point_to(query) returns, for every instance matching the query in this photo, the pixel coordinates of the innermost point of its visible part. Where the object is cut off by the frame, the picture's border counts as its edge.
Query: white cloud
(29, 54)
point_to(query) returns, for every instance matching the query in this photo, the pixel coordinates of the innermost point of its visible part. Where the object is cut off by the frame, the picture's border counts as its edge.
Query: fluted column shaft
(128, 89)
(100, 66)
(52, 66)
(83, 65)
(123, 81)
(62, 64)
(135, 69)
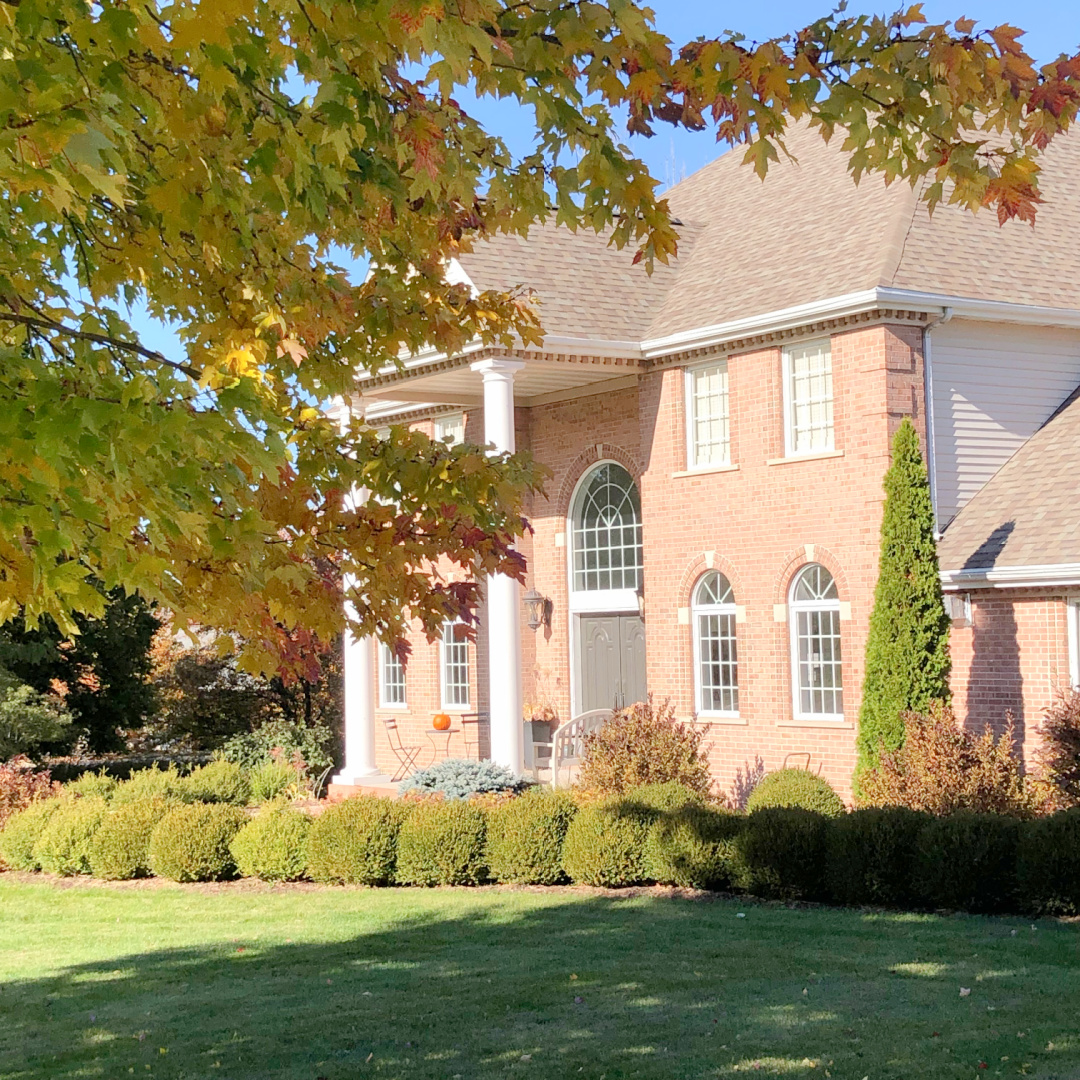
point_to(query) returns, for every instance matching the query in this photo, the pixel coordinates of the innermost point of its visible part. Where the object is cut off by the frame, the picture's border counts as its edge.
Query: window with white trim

__The problem__
Copy out all the text of the records above word for word, leaving out the pictures.

__Reply__
point_to(query) returns, for every instance matching the query in this photo, the pixel coordinates of the innermost point of its visible part. Where the object is cut off by the frame, the picture's border counts as its edge.
Query: white cloud
(29, 54)
point_to(query) returns, for every instance matching the query in this photo, the pixel coordinates of the innermost point of its visible part. Where the object is cut off by the frame, the picture's border counts as its edge.
Query: fluted column shaft
(128, 89)
(100, 66)
(52, 66)
(83, 65)
(123, 81)
(62, 64)
(135, 69)
point_to(query) returns, for every instance matching the query in this photo, the pixel coordinates of the innermost point of its visible part. Where the object is cut off by the frame, the picture's border counts as its edge.
Query: window with white trim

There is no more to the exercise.